We are still scratching the surface in the art of the possible with MV-22s.  From the deck of an amphibious ship they quadruple the ranges we have been able to fly from those decks at twice the speed we have been accustomed to in the past.   The MV-22 changes all the equations in the Med, the Persian Gulf and will do the same when we start deploying that machine on our MEUs to the Pacific.  For each of our MEUs, we tether 2 KC-130Js and send them overseas whenever the scenario calls for them.

Lately, they have been called for a lot.  Add in a KC-130J, that can lift from a short or austere field and provide fuel for our MV-22s, AV-8s and CH-53Es, and we expand the “reach” of our MEUs exponentially.  We took off last month ago with four V-22s and two C-130s, to practice a self deploy to Central America.

We are looking at trying to train with the Belize military, have our infantry use their Jungle Training Center, and wanted to check the profiles on a training mission.  With the internal fuel load we had on the C-130s and what we had even without even fuel bladders in the V-22s, we could have topped them off once over Key West and flown all the way to Belize and landed in the Jungle Warfare Training Center, dropped off our Marines then binged out to the international airfield (or joined on the tanker for a top off and headed home).   From North Carolina to Belize would have been about a five and a half hour flight.

What is really interesting is on this training mission, we took off with four v-22s, but one had a problem.  It had to turn around after takeoff.  We joined three with the tankers over New River and proceeded south.  The fourth turned around, landed at New River, got another airplane, took off and joined us over Gainesville, Florida, and hit the tankers.

We were all doing about 200/210 miles an hour in behind the tankers going down there, and in this case, about 10,000 feet.  This guy got another airplane, got it turned up, launched and caught us.  You wouldn’t be able to do that in a conventional helo.  I had never seen that before in my life. I thought that was pretty special. So if I launch off a ship off the coast of North Carolina, it’d been easy to get the Marines and all their gear for the Jungle Warfare Training Center over 700 miles away.   That’s operational reach with potentially strategic impacts.  We did another tanker mission a week later with 7 MV-22s flying non-stop from 29 Palms to New River in about 8 hours time at 17,000’.

SLD: How important will it be to get the larger ship, LPD 17, as the launch deck for the new aircraft?

§ WRITTEN INSTRUCTION A
From the rows, print every line beginning at the one that contains "Q: Point to the red wooden" and continuing through the end of the rows, including both ends. Leave the picture out of your answer.
The excerpt and the rows come from separate sources.

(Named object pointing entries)
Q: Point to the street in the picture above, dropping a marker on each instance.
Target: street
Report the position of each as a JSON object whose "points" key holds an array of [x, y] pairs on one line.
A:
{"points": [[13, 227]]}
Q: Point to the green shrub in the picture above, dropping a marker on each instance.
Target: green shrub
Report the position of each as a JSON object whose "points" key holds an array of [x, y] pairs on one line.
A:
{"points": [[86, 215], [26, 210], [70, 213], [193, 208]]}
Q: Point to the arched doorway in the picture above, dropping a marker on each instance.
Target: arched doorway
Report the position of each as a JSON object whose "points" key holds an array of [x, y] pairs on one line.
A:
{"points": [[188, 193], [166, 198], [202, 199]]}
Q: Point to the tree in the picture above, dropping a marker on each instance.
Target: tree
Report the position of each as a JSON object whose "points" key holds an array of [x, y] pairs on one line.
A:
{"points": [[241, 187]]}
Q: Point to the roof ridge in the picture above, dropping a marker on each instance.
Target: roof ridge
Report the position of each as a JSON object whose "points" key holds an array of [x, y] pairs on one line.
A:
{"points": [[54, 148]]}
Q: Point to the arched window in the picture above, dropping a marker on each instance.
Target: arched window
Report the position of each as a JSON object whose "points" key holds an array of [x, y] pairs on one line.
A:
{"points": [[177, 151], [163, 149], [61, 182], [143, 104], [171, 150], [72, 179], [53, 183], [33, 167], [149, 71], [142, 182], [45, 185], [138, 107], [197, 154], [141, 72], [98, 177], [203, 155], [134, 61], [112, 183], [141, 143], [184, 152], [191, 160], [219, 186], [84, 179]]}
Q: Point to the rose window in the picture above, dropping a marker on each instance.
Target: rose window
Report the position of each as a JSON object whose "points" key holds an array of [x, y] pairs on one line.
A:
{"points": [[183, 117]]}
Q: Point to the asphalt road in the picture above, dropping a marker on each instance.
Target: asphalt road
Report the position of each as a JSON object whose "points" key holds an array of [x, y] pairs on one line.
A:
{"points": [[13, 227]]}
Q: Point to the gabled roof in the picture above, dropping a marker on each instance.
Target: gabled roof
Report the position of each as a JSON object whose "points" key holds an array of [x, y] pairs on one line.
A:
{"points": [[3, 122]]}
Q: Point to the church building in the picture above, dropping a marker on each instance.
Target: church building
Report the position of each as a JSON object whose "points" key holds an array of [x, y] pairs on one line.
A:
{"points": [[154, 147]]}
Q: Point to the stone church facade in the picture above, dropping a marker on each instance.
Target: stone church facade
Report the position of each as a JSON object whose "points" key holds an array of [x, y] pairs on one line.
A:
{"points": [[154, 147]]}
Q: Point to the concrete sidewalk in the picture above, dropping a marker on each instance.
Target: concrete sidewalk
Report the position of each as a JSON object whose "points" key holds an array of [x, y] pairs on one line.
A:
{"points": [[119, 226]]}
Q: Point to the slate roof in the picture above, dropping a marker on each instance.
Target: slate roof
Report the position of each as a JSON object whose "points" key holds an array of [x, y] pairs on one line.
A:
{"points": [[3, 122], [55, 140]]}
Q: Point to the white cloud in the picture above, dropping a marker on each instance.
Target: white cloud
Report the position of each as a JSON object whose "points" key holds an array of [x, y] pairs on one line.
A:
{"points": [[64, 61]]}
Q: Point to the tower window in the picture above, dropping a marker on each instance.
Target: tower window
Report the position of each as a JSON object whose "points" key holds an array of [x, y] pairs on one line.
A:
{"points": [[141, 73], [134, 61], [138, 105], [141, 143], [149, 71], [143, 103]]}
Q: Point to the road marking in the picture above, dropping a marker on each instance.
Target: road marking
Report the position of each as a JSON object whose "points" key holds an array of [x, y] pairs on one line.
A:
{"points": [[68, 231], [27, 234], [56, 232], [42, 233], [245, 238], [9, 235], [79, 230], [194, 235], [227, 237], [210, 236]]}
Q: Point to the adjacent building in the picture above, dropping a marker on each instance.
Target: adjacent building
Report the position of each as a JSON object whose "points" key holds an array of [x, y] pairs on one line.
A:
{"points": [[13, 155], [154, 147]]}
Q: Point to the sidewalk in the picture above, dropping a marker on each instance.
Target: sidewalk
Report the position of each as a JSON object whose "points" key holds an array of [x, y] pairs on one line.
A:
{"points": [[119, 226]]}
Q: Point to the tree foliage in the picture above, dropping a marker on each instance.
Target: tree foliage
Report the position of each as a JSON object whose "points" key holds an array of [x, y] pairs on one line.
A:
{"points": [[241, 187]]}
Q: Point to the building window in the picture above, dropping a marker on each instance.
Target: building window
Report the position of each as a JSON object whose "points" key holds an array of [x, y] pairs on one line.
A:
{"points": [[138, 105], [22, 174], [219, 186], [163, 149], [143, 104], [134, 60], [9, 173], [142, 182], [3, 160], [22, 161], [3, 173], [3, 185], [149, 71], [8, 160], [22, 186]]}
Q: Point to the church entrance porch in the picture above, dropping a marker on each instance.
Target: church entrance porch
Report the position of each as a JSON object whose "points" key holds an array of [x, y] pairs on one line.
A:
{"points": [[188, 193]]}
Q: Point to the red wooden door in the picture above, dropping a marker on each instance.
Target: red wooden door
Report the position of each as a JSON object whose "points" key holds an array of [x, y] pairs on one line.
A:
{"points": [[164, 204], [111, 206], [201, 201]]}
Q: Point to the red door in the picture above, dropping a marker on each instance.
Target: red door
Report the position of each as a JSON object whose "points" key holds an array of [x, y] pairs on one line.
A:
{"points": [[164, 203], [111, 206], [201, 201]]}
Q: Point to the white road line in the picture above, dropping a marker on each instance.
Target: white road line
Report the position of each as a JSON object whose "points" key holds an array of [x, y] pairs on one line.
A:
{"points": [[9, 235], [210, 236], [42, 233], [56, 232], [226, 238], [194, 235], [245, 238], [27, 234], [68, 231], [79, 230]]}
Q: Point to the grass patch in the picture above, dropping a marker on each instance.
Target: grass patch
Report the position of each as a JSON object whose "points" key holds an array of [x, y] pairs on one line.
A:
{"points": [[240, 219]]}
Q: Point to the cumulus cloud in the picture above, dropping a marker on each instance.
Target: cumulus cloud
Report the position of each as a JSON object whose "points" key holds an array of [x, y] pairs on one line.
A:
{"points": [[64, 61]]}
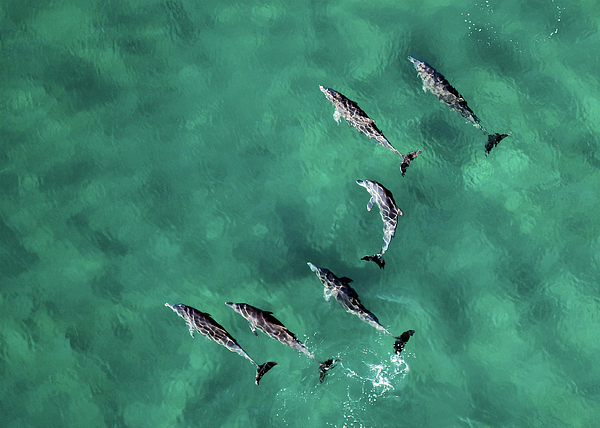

§ WRITTEN INSTRUCTION B
In the excerpt on MV-22 operations, condense the paragraph beginning "What is really interesting" into a short list that keeps its main facts.

§ EXERCISE RESPONSE A
Q: Point to the red wooden door in the picture above, dropping a marker on each instance.
Target: red wooden door
Report the position of each as a JSON object whose "points" key holds an array of [x, y] pairs on one line.
A:
{"points": [[164, 204], [111, 206], [201, 201]]}
Q: Point to the red door in the picture above, dropping a marker on each instance.
Target: red door
Report the position of each as a JSON object whose "points" key holds an array of [x, y] pairs on one line.
A:
{"points": [[164, 203], [111, 206], [201, 201]]}
Q: Point to the white road line in the picture above, dropping a marker on each instance.
Target: white road line
Report the position of each as a JSON object whose "points" key holds an array of [x, y] pairs on one line.
A:
{"points": [[9, 235], [210, 236], [42, 233], [56, 232], [226, 238], [194, 235], [245, 238], [27, 234], [68, 231], [79, 230]]}
Q: Point to the grass patch in the picture above, dropping a marker on each instance.
Target: grass patch
Report the position of each as a JSON object whose "points" key holds an array of [x, y] pairs on one line.
A:
{"points": [[240, 219]]}
Q: Point to the cumulus cloud in the picture above, dropping a marker on each instance.
Target: cumulus cloud
Report the position of each as a JSON object whose "points" key holds an array of [x, y] pairs on one line.
A:
{"points": [[64, 61]]}

§ EXERCISE RESPONSE B
- The training mission took off with four V-22s, but one had a problem and turned around after takeoff.
- The other three joined the tankers over New River and headed south.
- The fourth landed at New River, took off in another aircraft, joined the group over Gainesville, Florida, and hit the tankers.